→ Goal 1: Reproduce the determinant explanation below word for word, from start to finish.

→ Text excerpt:

+--

How to calculate this determinant?
Here I've followed the same initial step as K. Miller. Instead of using a determinant identity I examine the eigenvalues $A$ and consider their product.
If $J$ denotes the $n\times n$ matrix of all $1$'s, then then eigenvalues of $J$ are $0$ with multiplicity $n-1$ and $n$ with multiplicity $1$. This can be seen by noting that $J$ has $n-1$ dimensional kernel and trace $n$.
Your matrix $A$ is exactly $kJ+(n-k-1)I$ where $I$ denotes the $n\times n$ identity matrix. The eigenvalues of $A$ are therefore $n-k-1$ with multiplicity $n-1$ and $nk+n-k-1$ with multiplicity $1$. The determinant of $A$ is then $(nk+n-k-1)(n-k-1)^{n-1}$.

+--

→ Recorded information:

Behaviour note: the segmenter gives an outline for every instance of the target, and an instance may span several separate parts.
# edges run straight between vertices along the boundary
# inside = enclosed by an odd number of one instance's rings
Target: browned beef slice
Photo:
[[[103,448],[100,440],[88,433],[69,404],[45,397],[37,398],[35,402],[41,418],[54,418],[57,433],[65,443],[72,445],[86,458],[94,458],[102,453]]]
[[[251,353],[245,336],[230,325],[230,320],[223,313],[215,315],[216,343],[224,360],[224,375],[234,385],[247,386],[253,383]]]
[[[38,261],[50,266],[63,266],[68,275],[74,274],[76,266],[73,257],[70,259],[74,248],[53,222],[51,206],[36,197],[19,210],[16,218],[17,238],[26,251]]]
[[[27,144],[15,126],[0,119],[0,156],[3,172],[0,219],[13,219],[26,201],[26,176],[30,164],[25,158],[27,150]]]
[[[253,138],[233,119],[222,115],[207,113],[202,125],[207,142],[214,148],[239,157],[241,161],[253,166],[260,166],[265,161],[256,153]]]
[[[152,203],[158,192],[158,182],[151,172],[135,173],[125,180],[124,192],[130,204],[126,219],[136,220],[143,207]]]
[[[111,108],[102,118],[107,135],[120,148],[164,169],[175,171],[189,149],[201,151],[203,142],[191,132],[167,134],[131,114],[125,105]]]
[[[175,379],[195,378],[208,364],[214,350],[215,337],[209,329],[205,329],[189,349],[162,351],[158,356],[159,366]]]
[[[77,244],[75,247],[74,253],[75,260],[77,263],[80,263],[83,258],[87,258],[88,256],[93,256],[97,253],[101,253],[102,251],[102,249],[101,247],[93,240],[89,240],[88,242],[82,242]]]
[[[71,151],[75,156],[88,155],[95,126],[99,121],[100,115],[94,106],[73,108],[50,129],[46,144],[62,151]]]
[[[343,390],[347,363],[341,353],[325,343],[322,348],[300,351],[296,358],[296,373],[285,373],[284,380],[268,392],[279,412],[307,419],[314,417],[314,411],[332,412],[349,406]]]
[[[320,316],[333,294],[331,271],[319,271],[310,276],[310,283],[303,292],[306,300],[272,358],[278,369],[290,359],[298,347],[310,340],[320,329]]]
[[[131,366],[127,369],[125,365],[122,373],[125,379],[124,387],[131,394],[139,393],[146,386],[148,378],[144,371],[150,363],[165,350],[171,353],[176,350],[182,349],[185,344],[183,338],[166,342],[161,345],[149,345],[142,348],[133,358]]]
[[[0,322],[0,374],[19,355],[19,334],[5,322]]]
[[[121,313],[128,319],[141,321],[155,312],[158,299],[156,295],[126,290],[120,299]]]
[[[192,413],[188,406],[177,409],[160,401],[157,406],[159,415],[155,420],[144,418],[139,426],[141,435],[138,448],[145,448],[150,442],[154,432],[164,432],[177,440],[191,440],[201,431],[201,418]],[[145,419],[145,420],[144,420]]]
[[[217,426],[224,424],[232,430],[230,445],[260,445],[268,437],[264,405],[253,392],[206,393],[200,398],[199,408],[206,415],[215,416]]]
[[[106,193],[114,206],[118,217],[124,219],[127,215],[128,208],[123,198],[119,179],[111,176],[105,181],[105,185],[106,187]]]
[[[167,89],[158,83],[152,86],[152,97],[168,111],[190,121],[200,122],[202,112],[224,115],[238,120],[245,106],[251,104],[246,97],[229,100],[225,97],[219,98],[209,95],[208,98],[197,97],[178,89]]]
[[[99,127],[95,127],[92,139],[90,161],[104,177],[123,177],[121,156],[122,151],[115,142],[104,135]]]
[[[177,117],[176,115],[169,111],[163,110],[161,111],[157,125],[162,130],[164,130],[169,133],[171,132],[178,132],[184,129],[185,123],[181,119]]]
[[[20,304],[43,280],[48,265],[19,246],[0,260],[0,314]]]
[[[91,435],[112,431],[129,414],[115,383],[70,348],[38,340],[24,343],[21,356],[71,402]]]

+--

→ Goal 2: Find each line in the rows above that contains the string "instance", and copy those lines out. Case counts.

→ Output 1:
How to calculate this determinant?
Here I've followed the same initial step as K. Miller. Instead of using a determinant identity I examine the eigenvalues $A$ and consider their product.
If $J$ denotes the $n\times n$ matrix of all $1$'s, then then eigenvalues of $J$ are $0$ with multiplicity $n-1$ and $n$ with multiplicity $1$. This can be seen by noting that $J$ has $n-1$ dimensional kernel and trace $n$.
Your matrix $A$ is exactly $kJ+(n-k-1)I$ where $I$ denotes the $n\times n$ identity matrix. The eigenvalues of $A$ are therefore $n-k-1$ with multiplicity $n-1$ and $nk+n-k-1$ with multiplicity $1$. The determinant of $A$ is then $(nk+n-k-1)(n-k-1)^{n-1}$.

→ Output 2:
Behaviour note: the segmenter gives an outline for every instance of the target, and an instance may span several separate parts.
# inside = enclosed by an odd number of one instance's rings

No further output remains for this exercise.